DOCUMENT EXCERPT =
Studies of migrant labour in the Swedish labour market have generally focused on those having received permanent residence permission as refugees or through family re-unification legislation. This mirrors a situation in which labour migration has been quite restrictive in Sweden. Starting with a new labour migration reform in 2008, this is dramatically changing.

The aim is to study the situation of labour migrants and irregular migrants in the labour market and their understanding of collective action, as (migrant) workers. In addition the project aims at studying the employers, especially the reason for employing these two categories of migrant workers.

Keywords:

Labour standards/rights, Migrant rights , Segmentation

Description

Studies of migrant labour in the Swedish labour market have generally focused on those having received permanent residence permission as refugees or through family re-unification legislation. This mirrors a situation in which labour migration has been quite restrictive in Sweden.

RECORDS =
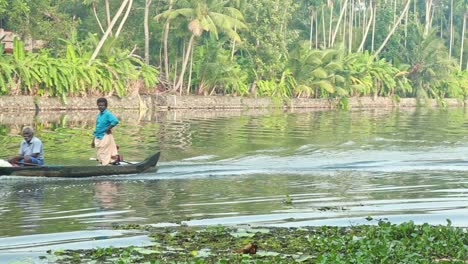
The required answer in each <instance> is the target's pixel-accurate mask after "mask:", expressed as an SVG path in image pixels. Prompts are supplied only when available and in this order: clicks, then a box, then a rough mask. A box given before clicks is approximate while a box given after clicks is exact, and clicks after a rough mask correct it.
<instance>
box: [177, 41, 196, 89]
mask: <svg viewBox="0 0 468 264" xmlns="http://www.w3.org/2000/svg"><path fill="white" fill-rule="evenodd" d="M194 39H195V35H194V34H192V36H191V37H190V40H189V44H188V48H187V51H185V54H184V60H183V61H182V69H181V70H180V75H179V81H178V82H177V84H176V86H175V87H174V90H175V91H177V90H178V89H179V88H180V87H182V83H183V82H184V75H185V70H186V69H187V64H188V61H189V57H190V53H191V52H192V50H193V40H194Z"/></svg>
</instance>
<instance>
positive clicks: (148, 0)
mask: <svg viewBox="0 0 468 264" xmlns="http://www.w3.org/2000/svg"><path fill="white" fill-rule="evenodd" d="M151 1H152V0H146V3H145V22H144V30H145V63H146V64H149V10H150V7H151Z"/></svg>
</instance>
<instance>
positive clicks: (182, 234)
mask: <svg viewBox="0 0 468 264" xmlns="http://www.w3.org/2000/svg"><path fill="white" fill-rule="evenodd" d="M122 227H124V228H125V227H126V228H132V229H133V228H139V229H146V230H148V231H150V232H151V234H150V236H151V237H153V238H154V244H155V245H154V246H151V247H147V248H139V247H130V248H124V249H118V248H98V249H93V250H86V251H57V252H54V253H53V255H52V256H54V257H52V256H49V258H51V259H52V258H53V259H56V261H57V262H59V263H61V262H63V263H81V262H82V261H84V260H87V261H98V262H100V263H304V262H305V263H439V262H440V263H465V261H466V260H467V258H468V248H467V244H468V235H467V233H466V230H464V229H461V228H455V227H452V226H450V222H449V224H448V225H447V226H430V225H428V224H424V225H415V224H414V223H413V222H407V223H402V224H398V225H397V224H391V223H388V222H383V221H379V223H378V225H376V226H355V227H349V228H348V227H347V228H339V227H327V226H323V227H317V228H314V227H307V228H292V229H288V228H226V227H224V226H214V227H207V228H190V227H179V228H166V229H161V228H147V227H143V226H135V225H132V226H120V227H119V228H122ZM252 245H256V246H257V248H256V252H254V254H252V253H253V252H250V253H249V254H247V253H245V252H238V251H241V250H240V249H244V250H245V251H247V249H251V248H252V247H251V246H252ZM242 253H244V254H242Z"/></svg>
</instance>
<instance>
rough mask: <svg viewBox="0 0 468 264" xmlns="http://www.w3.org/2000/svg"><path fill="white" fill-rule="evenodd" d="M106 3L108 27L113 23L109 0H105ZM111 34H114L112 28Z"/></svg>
mask: <svg viewBox="0 0 468 264" xmlns="http://www.w3.org/2000/svg"><path fill="white" fill-rule="evenodd" d="M105 5H106V22H107V28H109V27H110V25H111V19H110V7H109V0H106V1H105ZM110 35H111V36H112V30H111V32H110Z"/></svg>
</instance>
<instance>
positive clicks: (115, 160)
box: [91, 98, 119, 165]
mask: <svg viewBox="0 0 468 264" xmlns="http://www.w3.org/2000/svg"><path fill="white" fill-rule="evenodd" d="M97 106H98V109H99V114H98V115H97V117H96V129H95V130H94V132H93V135H94V137H93V142H92V143H91V147H93V148H94V147H95V148H96V156H97V159H98V161H99V163H101V165H108V164H111V163H114V162H118V157H119V156H118V152H117V145H116V144H115V140H114V137H113V136H112V128H113V127H115V126H116V125H117V124H118V123H119V120H118V119H117V117H115V116H114V114H112V113H111V112H110V111H109V110H107V99H106V98H99V99H98V100H97Z"/></svg>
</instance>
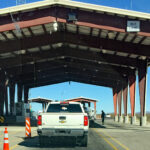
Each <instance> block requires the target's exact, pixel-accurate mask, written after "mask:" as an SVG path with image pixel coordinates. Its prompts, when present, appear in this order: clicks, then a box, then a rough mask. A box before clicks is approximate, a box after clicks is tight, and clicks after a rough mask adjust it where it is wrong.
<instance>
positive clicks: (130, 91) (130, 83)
mask: <svg viewBox="0 0 150 150" xmlns="http://www.w3.org/2000/svg"><path fill="white" fill-rule="evenodd" d="M135 85H136V76H135V75H132V76H129V87H130V105H131V124H135V123H136V116H135Z"/></svg>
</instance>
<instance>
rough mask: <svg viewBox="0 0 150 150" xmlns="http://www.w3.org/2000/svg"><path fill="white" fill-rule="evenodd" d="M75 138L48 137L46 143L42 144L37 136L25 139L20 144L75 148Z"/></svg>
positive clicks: (31, 147)
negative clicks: (39, 143) (40, 144)
mask: <svg viewBox="0 0 150 150" xmlns="http://www.w3.org/2000/svg"><path fill="white" fill-rule="evenodd" d="M75 143H76V142H75V139H74V138H70V137H57V138H53V139H50V138H47V141H46V144H44V145H43V146H40V144H39V137H38V136H35V137H32V138H30V139H24V141H23V142H20V143H19V145H21V146H24V147H30V148H46V147H47V148H74V147H76V146H77V145H76V144H75Z"/></svg>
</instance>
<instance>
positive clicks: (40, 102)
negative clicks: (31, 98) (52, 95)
mask: <svg viewBox="0 0 150 150" xmlns="http://www.w3.org/2000/svg"><path fill="white" fill-rule="evenodd" d="M52 101H53V100H51V99H46V98H41V97H38V98H32V99H29V103H33V102H34V103H40V104H42V109H43V110H42V111H43V112H44V111H45V109H46V106H47V104H48V103H49V102H52Z"/></svg>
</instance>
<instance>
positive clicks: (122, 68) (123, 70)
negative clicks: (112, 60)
mask: <svg viewBox="0 0 150 150" xmlns="http://www.w3.org/2000/svg"><path fill="white" fill-rule="evenodd" d="M60 66H72V67H78V68H83V69H85V70H91V71H92V72H98V73H100V72H102V73H106V74H108V73H109V74H110V75H111V74H112V75H115V77H120V78H121V77H123V76H127V75H131V74H135V70H134V69H130V68H124V67H117V66H111V65H106V64H98V63H95V62H90V61H85V60H76V59H75V58H70V57H64V58H63V59H62V58H60V59H59V60H54V61H45V62H39V63H35V64H32V65H31V64H30V65H26V66H21V67H16V68H15V67H14V68H10V69H7V70H5V71H6V72H7V73H8V74H9V75H11V76H15V77H16V78H17V77H22V78H24V77H27V76H29V77H31V76H33V75H34V74H36V75H39V74H41V73H43V72H44V71H47V70H53V69H57V68H58V67H60Z"/></svg>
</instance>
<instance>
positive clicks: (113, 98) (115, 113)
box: [113, 88, 118, 121]
mask: <svg viewBox="0 0 150 150" xmlns="http://www.w3.org/2000/svg"><path fill="white" fill-rule="evenodd" d="M113 102H114V116H115V118H114V119H115V121H118V116H117V89H116V88H113Z"/></svg>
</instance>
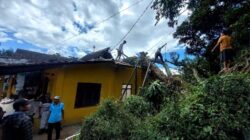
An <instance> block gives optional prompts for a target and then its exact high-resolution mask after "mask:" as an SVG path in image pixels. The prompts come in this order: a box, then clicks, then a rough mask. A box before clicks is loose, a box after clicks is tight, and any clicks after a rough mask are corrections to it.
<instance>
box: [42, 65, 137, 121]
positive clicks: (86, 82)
mask: <svg viewBox="0 0 250 140" xmlns="http://www.w3.org/2000/svg"><path fill="white" fill-rule="evenodd" d="M132 71H133V68H132V67H122V66H117V65H112V64H82V65H74V66H67V67H63V68H58V69H51V70H48V71H47V73H54V74H55V75H54V76H52V77H49V78H50V82H49V85H48V92H50V93H51V97H53V96H55V95H58V96H60V97H61V101H62V102H63V103H64V104H65V122H64V124H72V123H76V122H81V120H82V119H84V118H85V117H86V116H88V115H90V114H91V113H93V112H94V111H96V109H97V106H93V107H84V108H77V109H75V108H74V105H75V97H76V92H77V84H78V82H86V83H100V84H101V85H102V86H101V97H100V101H103V100H104V99H105V98H113V99H114V98H115V99H119V98H120V95H121V90H122V89H121V88H122V84H127V82H128V80H129V78H130V77H131V74H132ZM141 83H142V77H141V69H139V68H138V70H137V86H138V87H139V86H141ZM130 84H131V85H132V94H135V78H132V80H131V83H130ZM138 89H139V88H138Z"/></svg>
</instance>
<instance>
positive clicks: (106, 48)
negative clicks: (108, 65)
mask: <svg viewBox="0 0 250 140" xmlns="http://www.w3.org/2000/svg"><path fill="white" fill-rule="evenodd" d="M99 59H113V56H112V55H111V53H110V48H105V49H102V50H99V51H96V52H93V53H90V54H87V55H85V56H84V57H82V58H81V59H80V61H93V60H99Z"/></svg>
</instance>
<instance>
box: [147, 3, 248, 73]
mask: <svg viewBox="0 0 250 140" xmlns="http://www.w3.org/2000/svg"><path fill="white" fill-rule="evenodd" d="M152 7H153V9H155V11H156V21H157V22H158V21H159V20H160V19H161V18H166V19H167V20H168V25H169V26H170V27H174V26H176V25H177V22H178V20H177V19H178V16H180V13H181V12H183V9H185V8H186V9H187V10H189V11H190V13H191V14H190V15H189V16H188V18H187V19H186V20H185V21H184V22H183V23H182V24H181V25H180V26H178V27H177V30H176V32H175V33H174V37H175V38H177V39H179V42H180V43H181V44H185V45H186V53H187V54H191V55H194V56H196V57H203V58H205V61H206V63H208V64H209V65H210V69H208V71H211V72H218V67H219V61H218V54H211V49H212V47H213V46H214V44H215V43H216V41H217V39H218V38H219V34H220V32H221V31H222V30H223V29H228V30H230V32H231V34H232V37H233V40H234V41H233V47H234V49H235V50H234V52H235V54H236V56H237V54H239V52H240V51H241V50H244V49H248V46H249V38H250V30H249V26H250V25H249V23H250V10H249V7H250V1H249V0H189V1H187V0H155V1H154V3H153V6H152Z"/></svg>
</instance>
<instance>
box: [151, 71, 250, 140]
mask: <svg viewBox="0 0 250 140" xmlns="http://www.w3.org/2000/svg"><path fill="white" fill-rule="evenodd" d="M249 89H250V78H249V76H247V75H241V74H230V75H224V76H215V77H212V78H209V79H208V80H207V81H206V82H205V83H204V84H203V85H199V86H197V87H194V88H193V89H192V90H190V91H189V93H188V94H186V95H185V96H183V97H182V99H181V100H180V102H178V103H176V102H169V105H168V106H166V107H165V108H164V109H163V111H161V112H160V113H159V114H158V115H156V116H155V118H154V123H155V124H154V126H155V127H156V128H157V130H158V131H159V132H160V133H161V134H162V135H164V136H168V137H170V138H173V139H221V140H223V139H225V140H226V139H240V138H241V137H242V135H241V133H242V131H243V130H244V129H246V128H249V126H250V118H249V116H250V90H249Z"/></svg>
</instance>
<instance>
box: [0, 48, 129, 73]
mask: <svg viewBox="0 0 250 140" xmlns="http://www.w3.org/2000/svg"><path fill="white" fill-rule="evenodd" d="M93 63H108V64H111V65H117V66H125V67H132V65H130V64H128V63H125V62H118V61H115V60H114V59H113V57H112V55H111V53H110V48H105V49H102V50H99V51H96V52H93V53H90V54H87V55H86V56H84V57H82V58H81V59H78V60H72V59H70V58H66V57H62V56H58V55H49V54H43V53H38V52H33V51H28V50H22V49H17V51H16V52H15V53H14V54H13V55H12V56H9V57H1V56H0V75H4V74H15V73H20V72H29V71H41V70H45V69H49V68H56V67H61V66H68V65H78V64H93Z"/></svg>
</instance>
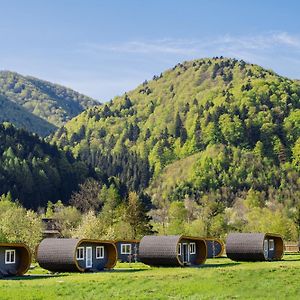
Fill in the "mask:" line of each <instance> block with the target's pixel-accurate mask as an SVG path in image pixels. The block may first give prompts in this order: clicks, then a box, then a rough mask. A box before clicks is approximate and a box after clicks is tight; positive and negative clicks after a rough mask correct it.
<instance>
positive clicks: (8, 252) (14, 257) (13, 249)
mask: <svg viewBox="0 0 300 300" xmlns="http://www.w3.org/2000/svg"><path fill="white" fill-rule="evenodd" d="M12 253H13V258H14V259H13V260H12V259H11V257H12ZM7 255H8V256H9V259H7ZM15 263H16V250H14V249H9V250H5V264H6V265H9V264H15Z"/></svg>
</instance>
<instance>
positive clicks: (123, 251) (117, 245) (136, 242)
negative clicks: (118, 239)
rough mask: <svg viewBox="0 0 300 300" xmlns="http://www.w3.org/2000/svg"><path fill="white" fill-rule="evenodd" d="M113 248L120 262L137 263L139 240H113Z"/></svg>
mask: <svg viewBox="0 0 300 300" xmlns="http://www.w3.org/2000/svg"><path fill="white" fill-rule="evenodd" d="M114 243H115V246H116V248H117V252H118V260H119V261H120V262H127V263H131V262H137V261H139V260H138V254H139V245H140V241H139V240H115V241H114Z"/></svg>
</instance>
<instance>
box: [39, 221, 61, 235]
mask: <svg viewBox="0 0 300 300" xmlns="http://www.w3.org/2000/svg"><path fill="white" fill-rule="evenodd" d="M42 224H43V231H42V235H43V238H44V239H46V238H58V237H60V236H61V231H60V228H59V225H58V220H56V219H53V218H43V219H42Z"/></svg>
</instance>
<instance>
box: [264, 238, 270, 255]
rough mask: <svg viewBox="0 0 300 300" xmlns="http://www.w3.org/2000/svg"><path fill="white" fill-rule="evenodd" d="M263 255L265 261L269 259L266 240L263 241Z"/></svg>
mask: <svg viewBox="0 0 300 300" xmlns="http://www.w3.org/2000/svg"><path fill="white" fill-rule="evenodd" d="M264 255H265V259H268V257H269V242H268V240H264Z"/></svg>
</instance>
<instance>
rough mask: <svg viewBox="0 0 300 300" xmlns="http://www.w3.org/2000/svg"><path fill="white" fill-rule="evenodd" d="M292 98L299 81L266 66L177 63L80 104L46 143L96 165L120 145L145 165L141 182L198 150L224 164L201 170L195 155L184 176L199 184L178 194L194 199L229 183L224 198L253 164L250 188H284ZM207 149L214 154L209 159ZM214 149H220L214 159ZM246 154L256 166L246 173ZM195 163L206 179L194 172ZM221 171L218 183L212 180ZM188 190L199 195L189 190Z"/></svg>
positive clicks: (147, 184)
mask: <svg viewBox="0 0 300 300" xmlns="http://www.w3.org/2000/svg"><path fill="white" fill-rule="evenodd" d="M299 99H300V85H299V83H298V82H297V81H295V80H291V79H289V78H286V77H283V76H279V75H278V74H276V73H275V72H273V71H271V70H266V69H264V68H262V67H260V66H258V65H255V64H247V63H246V62H245V61H243V60H240V61H239V60H236V59H228V58H223V57H220V58H217V57H215V58H211V59H209V58H207V59H199V60H194V61H189V62H183V63H179V64H177V65H175V66H174V67H173V68H171V69H168V70H166V71H165V72H163V73H161V74H160V75H156V76H154V77H153V80H151V81H145V82H144V83H142V84H140V85H139V86H138V87H137V88H136V89H134V90H132V91H129V92H127V93H125V94H124V95H123V96H118V97H115V98H114V99H113V100H112V101H111V102H109V103H105V104H104V105H103V106H101V107H93V108H90V109H87V110H86V111H84V112H83V113H81V114H80V115H78V116H77V117H75V118H74V119H72V120H71V121H69V122H67V123H66V124H65V125H64V126H63V127H62V128H60V129H59V130H58V131H57V132H56V133H55V134H54V135H53V137H52V141H53V142H55V143H57V144H58V145H59V146H61V147H63V148H64V147H65V148H66V149H69V150H71V151H72V152H73V154H74V155H75V156H80V157H81V158H82V159H84V160H86V161H89V163H91V164H92V165H93V166H94V167H96V168H99V169H101V164H102V163H103V161H106V160H105V157H108V156H110V155H111V154H112V153H113V155H118V154H119V153H121V152H122V151H123V149H124V148H125V149H127V150H129V151H130V152H133V153H136V155H138V156H139V157H140V158H141V159H142V160H143V161H145V162H146V164H147V163H148V164H149V169H150V173H148V174H147V176H146V177H147V180H146V182H148V183H147V186H148V184H149V182H150V180H152V181H153V180H154V179H155V178H157V176H158V175H159V174H160V173H161V172H163V170H164V168H165V167H166V166H168V165H170V164H172V163H173V162H176V161H178V160H180V159H183V158H185V157H188V156H190V155H192V154H194V153H203V155H205V157H206V159H207V160H208V161H209V160H211V161H212V162H213V164H221V165H222V164H223V169H224V170H225V173H224V174H223V173H222V168H221V169H215V170H214V172H212V173H210V172H208V171H209V170H208V169H207V168H208V165H207V164H206V162H203V161H202V162H201V159H200V161H198V162H197V163H195V164H196V165H195V166H194V168H192V170H193V171H192V172H194V173H193V176H191V178H192V181H194V182H195V183H196V182H198V186H197V187H191V186H192V185H193V182H192V181H189V182H185V183H184V182H182V184H183V185H184V186H181V187H180V189H181V191H180V192H178V193H179V194H178V195H179V196H178V197H184V193H185V192H186V193H187V194H191V195H192V196H193V197H198V198H199V197H202V196H203V195H204V194H205V193H210V191H213V190H220V189H221V188H222V186H224V187H228V188H229V187H230V186H233V187H234V188H233V193H234V195H231V196H230V198H232V197H233V198H234V197H235V195H237V194H239V193H240V192H241V191H242V190H243V189H249V188H251V182H256V180H255V176H257V175H254V173H256V172H258V169H259V166H260V167H261V168H263V172H262V174H261V176H262V177H263V178H265V179H262V178H260V179H259V180H258V181H257V184H255V188H256V189H259V190H266V189H267V186H268V184H269V185H270V186H271V187H274V188H275V189H278V188H279V187H280V185H281V186H282V187H283V186H285V187H287V185H288V183H286V181H285V178H284V176H283V175H282V176H281V175H280V172H282V174H285V175H286V174H287V173H288V172H294V171H295V167H294V164H295V162H294V157H293V155H292V152H293V151H294V150H293V149H294V148H295V147H296V144H295V143H296V141H297V139H298V137H299V135H300V133H299V131H298V130H297V129H295V128H294V127H295V126H294V124H297V120H298V117H299V109H300V101H299ZM295 122H296V123H295ZM211 145H212V146H213V147H212V146H211ZM218 145H220V146H218ZM208 149H210V150H208ZM221 149H223V150H221ZM210 151H211V153H216V155H213V157H211V155H210V153H209V152H210ZM220 151H221V152H224V153H225V154H224V156H223V157H221V158H220V159H219V158H218V155H219V154H220V155H221V153H219V152H220ZM218 153H219V154H218ZM252 155H254V156H253V159H254V158H255V160H256V164H257V165H256V167H257V168H256V169H253V170H252V171H251V172H254V173H249V174H248V172H250V165H251V164H250V163H249V157H252ZM239 157H240V158H239ZM107 160H108V161H109V159H107ZM238 160H241V161H240V164H241V165H242V166H243V168H244V169H243V176H242V175H240V176H241V178H242V177H243V178H244V180H245V181H247V182H248V183H247V184H245V183H243V182H242V181H241V180H238V179H236V178H234V177H235V176H239V175H238V174H233V171H232V168H234V169H235V168H237V161H238ZM199 164H200V165H199ZM108 165H109V164H108ZM272 165H274V166H275V167H274V168H273V167H272ZM197 166H198V167H197ZM289 166H290V167H291V170H290V171H288V169H289ZM197 168H199V169H201V170H202V171H203V172H204V173H207V174H208V177H205V176H204V177H203V176H202V175H203V174H201V172H200V173H199V172H198V174H196V173H197ZM211 168H212V170H213V166H211ZM246 168H249V170H247V169H246ZM282 168H283V169H284V170H282ZM280 170H281V171H280ZM122 172H123V173H124V172H125V173H126V172H127V171H126V168H125V169H123V171H121V173H112V175H117V176H120V177H122V175H120V174H123V173H122ZM230 172H231V174H230ZM137 173H138V171H137ZM221 173H222V176H223V178H222V180H215V179H214V178H213V177H214V176H217V174H221ZM151 174H153V175H151ZM246 175H247V176H248V177H249V178H250V179H249V178H248V179H247V176H246ZM132 176H135V173H134V172H133V173H132ZM199 176H200V177H201V176H202V177H203V178H202V179H201V180H200V177H199ZM245 176H246V177H245ZM271 178H273V179H271ZM264 180H265V182H267V183H268V184H264ZM165 181H167V178H165ZM162 184H164V182H162ZM143 188H145V184H144V185H143ZM176 188H177V187H176V186H174V187H173V190H174V189H176ZM195 189H199V190H201V193H197V194H193V193H194V191H195ZM184 191H185V192H184ZM266 192H267V191H266ZM153 193H155V191H154V192H153ZM153 193H152V194H153ZM172 193H173V191H172ZM169 196H170V197H173V198H174V195H169ZM169 196H168V195H165V196H164V197H165V198H168V197H169ZM224 197H225V196H224ZM228 197H229V196H228ZM175 198H176V197H175ZM224 201H225V200H224ZM226 201H227V200H226ZM227 202H228V201H227Z"/></svg>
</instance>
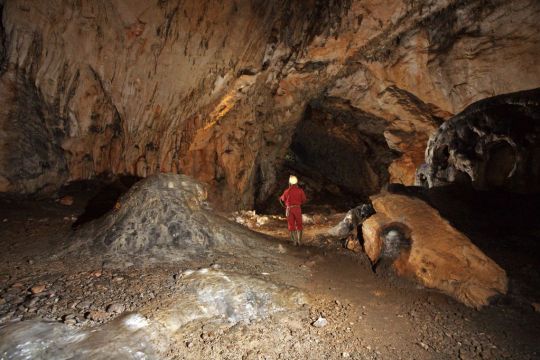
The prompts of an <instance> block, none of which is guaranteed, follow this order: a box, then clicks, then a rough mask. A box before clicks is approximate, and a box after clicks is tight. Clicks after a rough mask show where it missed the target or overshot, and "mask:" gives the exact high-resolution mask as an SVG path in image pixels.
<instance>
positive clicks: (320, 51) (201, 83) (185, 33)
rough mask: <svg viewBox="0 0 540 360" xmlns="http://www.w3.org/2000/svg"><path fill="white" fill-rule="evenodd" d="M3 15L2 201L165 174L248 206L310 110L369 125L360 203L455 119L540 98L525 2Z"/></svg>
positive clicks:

QUESTIONS ON THE MATERIAL =
**A.** In the project description on migrant labor in Sweden, in what year did the new labor migration reform begin?
**B.** Indicate whether each statement below agrees with the project description on migrant labor in Sweden. Answer yes or no, and quote the words of the text that decide each one.
(i) Earlier studies of migrant labor in Sweden have mostly examined people granted permanent residence as refugees or through family reunification.
(ii) Labor migration to Sweden has traditionally been open and unrestricted.
(iii) The project also intends to study employers.
**C.** Continue the project description on migrant labor in Sweden from its final sentence.

TASK-BY-TASK ANSWERS =
**A.** 2008

**B.**
(i) Yes: "have generally focused on those having received permanent residence permission as refugees or through family re-unification legislation"
(ii) No: "labour migration has been quite restrictive in Sweden"
(iii) Yes: "the project aims at studying the employers"

**C.**
Starting with a new labour migration reform in 2008, this is dramatically changing. An employer demand driven scheme is putting Sweden at the forefront in liberal labour migration schemes according to the OECD. While rhetoric underpinning this reform in many ways focused on high skill labour migration, it seems that two third are either temporary seasonal labour migration especially linked to the berry industry, or labour migrants recruited for fairly low skilled blue collar work especially in various forms of labour intensive blue collar work. The centrality of the employment relation to a particular employer and the temporariness of the work permit creates a high degree of employer discretion concerning labour migration.
In parallel with development, there has also been increasing research highlighting an increasing role and presence of irregular migrants in Sweden. Most of them being over-stayers after not having been granted refugee status, they are forced to look for informalised work in the margins of the Swedish labour market. This research aims at studying different aspects of these developments focusing on these two groups of migrants as migrant workers.
The aim of this research is to study the situation of labour migrants and irregular migrants in the labour market and their understanding of collective action, as (migrant) workers. In addition the project aims at studying the employers, especially the reason for employing these two categories of migrant workers.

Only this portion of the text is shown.